**Document segment**.
Very Hard Assignment, Queues

>the following three questions
You only have two questions.

>Any flight can be brought to the front of the queue ready for deleting
Since your queue is implemented with a linked list, you can easily splice out an item and replace it elsewhere:

void moveToFront ( queue& q, const char data )
{
  nodePtr item;

  // Check to see if it's already at the front
  if ( data == q.front->data )
    return;

  // Find the item
  for ( nodePtr it = q.front; it->next != 0; it = it->next ) {
    if ( data == it->next->data ) {
      item = it->next;
      it->next = item->next;
      break;
    }
  }

  // Move to front
  item->next = q.front;
  q.front = item;
}

>In the flight ID, there can only be one unique letter
For each new ID, traverse the queue and make sure it doesn't already exist:

bool isUnique ( queue& q, const char data )
{
  for ( nodePtr it = q.front; it != 0; it = it->next ) {
    if ( data == it->data )
      return false;
  }

  return true;
}

please ignore this

it can only move it once, can someone help

>it can only move it once
Once an item is moved, it's already at the front and moving it again will have no effect. Call moveToFront with a different (existing!) item.

what does -> mean, when you wrote temp->data = item; ?

I never seen queue& i got it from when you wrote, void moveToFront ( queue& q, const char data ). What does it mean?

what does -> mean, when you wrote temp->data = item; ?

It is used to access a member of a class/struct/union from a pointer rather than from the object itself -- which uses the . operator.

#include <stdio.h>

struct type
{
   int member;
};

int main(void)
{
   struct type object = {42};
   struct type *ptr = &object;
   printf("object.member = %d\n", object.member);
   printf("ptr->member   = %d\n", ptr->member);
   return 0;
}

/* my output
object.member = 42
ptr->member   = 42
*/

I never seen queue& i got it from when you wrote, void moveToFront ( queue& q, const char data ). What does it mean?

**Tasks to carry out**.
1/ Decide whether each statement agrees with the queue assignment thread, answering yes or no and quoting the deciding words: (a) the moveToFront function checks whether the item is already at the front; (b) the -> operator accesses a member from the object itself; (c) the queue is implemented with an array.
2/ Reproduce the stretch of the queue assignment thread from "It is used to" through "int main(void)".

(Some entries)

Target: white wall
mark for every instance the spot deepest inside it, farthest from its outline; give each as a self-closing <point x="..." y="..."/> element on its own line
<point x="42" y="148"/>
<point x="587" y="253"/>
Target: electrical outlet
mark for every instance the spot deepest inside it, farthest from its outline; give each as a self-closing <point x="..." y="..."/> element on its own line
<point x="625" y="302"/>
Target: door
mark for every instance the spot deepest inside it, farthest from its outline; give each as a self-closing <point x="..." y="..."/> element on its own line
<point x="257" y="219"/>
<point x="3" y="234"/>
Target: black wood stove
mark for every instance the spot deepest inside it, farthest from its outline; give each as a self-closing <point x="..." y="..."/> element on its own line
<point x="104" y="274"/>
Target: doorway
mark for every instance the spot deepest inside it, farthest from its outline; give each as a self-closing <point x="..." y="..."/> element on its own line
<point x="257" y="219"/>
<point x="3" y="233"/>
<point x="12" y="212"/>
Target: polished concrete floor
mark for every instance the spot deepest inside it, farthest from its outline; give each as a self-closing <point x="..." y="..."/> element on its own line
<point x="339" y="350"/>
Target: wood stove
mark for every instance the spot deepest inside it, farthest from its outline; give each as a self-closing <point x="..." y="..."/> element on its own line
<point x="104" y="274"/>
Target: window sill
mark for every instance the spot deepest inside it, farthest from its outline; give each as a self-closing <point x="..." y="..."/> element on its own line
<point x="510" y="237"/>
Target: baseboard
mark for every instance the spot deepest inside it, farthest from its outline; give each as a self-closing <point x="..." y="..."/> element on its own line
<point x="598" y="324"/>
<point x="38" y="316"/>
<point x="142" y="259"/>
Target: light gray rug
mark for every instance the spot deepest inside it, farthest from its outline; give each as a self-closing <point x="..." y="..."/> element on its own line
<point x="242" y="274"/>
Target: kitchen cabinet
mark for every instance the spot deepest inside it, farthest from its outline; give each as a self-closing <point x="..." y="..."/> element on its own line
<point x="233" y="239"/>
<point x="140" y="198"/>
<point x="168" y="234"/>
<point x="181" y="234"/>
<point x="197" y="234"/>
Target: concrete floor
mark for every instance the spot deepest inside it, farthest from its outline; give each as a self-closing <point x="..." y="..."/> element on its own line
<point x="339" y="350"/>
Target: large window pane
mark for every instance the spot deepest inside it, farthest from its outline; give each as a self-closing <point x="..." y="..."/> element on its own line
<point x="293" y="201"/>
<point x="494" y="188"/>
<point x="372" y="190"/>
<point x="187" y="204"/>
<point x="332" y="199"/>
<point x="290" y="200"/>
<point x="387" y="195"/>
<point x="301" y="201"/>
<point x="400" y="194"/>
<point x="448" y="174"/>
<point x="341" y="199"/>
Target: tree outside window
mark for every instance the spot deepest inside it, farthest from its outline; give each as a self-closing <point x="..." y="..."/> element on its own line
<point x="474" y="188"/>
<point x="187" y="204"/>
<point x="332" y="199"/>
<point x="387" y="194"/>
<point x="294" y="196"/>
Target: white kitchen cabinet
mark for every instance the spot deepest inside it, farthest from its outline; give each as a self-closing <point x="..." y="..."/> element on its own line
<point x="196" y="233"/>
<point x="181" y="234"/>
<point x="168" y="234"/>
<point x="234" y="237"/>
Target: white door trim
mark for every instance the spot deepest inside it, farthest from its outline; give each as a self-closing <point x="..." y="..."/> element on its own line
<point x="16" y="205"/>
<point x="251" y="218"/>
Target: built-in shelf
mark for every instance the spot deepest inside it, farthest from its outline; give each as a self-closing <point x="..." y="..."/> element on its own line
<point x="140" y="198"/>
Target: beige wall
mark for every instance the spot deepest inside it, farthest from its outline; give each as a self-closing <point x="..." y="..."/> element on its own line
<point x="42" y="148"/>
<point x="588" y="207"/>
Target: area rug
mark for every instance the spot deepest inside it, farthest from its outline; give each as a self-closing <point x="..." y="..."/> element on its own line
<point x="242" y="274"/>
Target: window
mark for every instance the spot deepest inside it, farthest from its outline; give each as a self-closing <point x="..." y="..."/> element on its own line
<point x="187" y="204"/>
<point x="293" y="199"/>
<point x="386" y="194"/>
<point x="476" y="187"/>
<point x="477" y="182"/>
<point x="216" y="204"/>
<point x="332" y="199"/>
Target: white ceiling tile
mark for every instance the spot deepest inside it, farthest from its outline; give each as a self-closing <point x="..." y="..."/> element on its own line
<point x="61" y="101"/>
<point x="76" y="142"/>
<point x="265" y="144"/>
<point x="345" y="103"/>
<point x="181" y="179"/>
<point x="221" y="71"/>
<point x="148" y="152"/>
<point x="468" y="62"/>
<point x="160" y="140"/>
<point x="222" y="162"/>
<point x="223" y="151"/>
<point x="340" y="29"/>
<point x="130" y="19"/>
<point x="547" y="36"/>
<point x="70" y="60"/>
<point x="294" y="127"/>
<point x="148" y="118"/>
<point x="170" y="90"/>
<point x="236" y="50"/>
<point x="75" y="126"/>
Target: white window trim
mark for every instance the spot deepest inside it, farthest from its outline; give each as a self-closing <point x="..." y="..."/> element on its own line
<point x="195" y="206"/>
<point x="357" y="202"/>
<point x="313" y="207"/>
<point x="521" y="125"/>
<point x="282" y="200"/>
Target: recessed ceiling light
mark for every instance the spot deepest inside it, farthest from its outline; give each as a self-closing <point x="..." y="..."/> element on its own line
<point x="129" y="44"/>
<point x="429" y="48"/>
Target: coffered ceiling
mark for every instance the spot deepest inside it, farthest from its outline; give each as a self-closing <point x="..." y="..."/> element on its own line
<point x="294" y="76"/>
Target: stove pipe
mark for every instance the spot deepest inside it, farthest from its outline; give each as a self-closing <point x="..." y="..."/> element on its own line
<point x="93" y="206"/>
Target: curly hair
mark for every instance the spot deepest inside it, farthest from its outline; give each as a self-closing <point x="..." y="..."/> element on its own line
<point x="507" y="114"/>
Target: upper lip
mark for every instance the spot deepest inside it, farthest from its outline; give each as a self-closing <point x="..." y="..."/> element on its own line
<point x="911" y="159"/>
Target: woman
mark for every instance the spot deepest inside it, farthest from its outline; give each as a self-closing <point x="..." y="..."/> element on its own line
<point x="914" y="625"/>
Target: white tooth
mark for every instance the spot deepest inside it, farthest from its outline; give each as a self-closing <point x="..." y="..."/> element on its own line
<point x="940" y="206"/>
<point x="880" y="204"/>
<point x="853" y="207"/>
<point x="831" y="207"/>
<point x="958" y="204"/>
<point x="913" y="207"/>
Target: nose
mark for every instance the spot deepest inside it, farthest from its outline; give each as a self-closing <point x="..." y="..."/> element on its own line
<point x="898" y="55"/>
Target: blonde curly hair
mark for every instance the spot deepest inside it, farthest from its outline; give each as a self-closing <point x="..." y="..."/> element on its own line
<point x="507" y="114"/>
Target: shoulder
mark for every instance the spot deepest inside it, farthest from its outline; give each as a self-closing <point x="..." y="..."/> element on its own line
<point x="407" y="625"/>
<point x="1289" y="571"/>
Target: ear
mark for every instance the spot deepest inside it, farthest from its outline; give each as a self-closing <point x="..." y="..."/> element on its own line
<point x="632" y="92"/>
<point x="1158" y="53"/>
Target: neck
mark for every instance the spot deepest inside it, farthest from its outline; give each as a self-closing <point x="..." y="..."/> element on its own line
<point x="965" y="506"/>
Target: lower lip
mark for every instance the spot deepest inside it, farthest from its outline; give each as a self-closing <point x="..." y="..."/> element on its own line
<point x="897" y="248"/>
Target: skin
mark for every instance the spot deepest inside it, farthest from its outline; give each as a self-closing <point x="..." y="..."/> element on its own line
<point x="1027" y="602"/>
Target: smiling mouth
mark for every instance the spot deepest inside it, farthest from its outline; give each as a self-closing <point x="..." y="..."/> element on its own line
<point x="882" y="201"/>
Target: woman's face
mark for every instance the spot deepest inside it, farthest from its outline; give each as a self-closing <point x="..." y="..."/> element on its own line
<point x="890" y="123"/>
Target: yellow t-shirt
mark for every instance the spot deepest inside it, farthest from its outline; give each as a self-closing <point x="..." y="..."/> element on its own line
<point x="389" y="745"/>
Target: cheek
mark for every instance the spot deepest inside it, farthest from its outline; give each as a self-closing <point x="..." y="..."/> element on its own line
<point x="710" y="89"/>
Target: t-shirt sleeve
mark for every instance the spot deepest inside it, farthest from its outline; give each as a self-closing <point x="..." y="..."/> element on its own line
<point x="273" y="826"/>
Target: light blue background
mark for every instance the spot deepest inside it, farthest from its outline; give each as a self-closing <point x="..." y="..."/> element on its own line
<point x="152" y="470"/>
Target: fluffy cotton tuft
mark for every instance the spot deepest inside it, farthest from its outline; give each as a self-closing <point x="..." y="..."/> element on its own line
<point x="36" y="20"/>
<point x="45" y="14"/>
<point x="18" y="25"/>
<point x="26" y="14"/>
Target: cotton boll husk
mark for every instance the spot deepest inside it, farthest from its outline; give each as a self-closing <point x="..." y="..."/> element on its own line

**Answers**.
1/
(a) Yes: "Check to see if it's already at the front"
(b) No: "from a pointer rather than from the object itself"
(c) No: "Since your queue is implemented with a linked list"

2/
It is used to access a member of a class/struct/union from a pointer rather than from the object itself -- which uses the . operator.

#include <stdio.h>

struct type
{
   int member;
};

int main(void)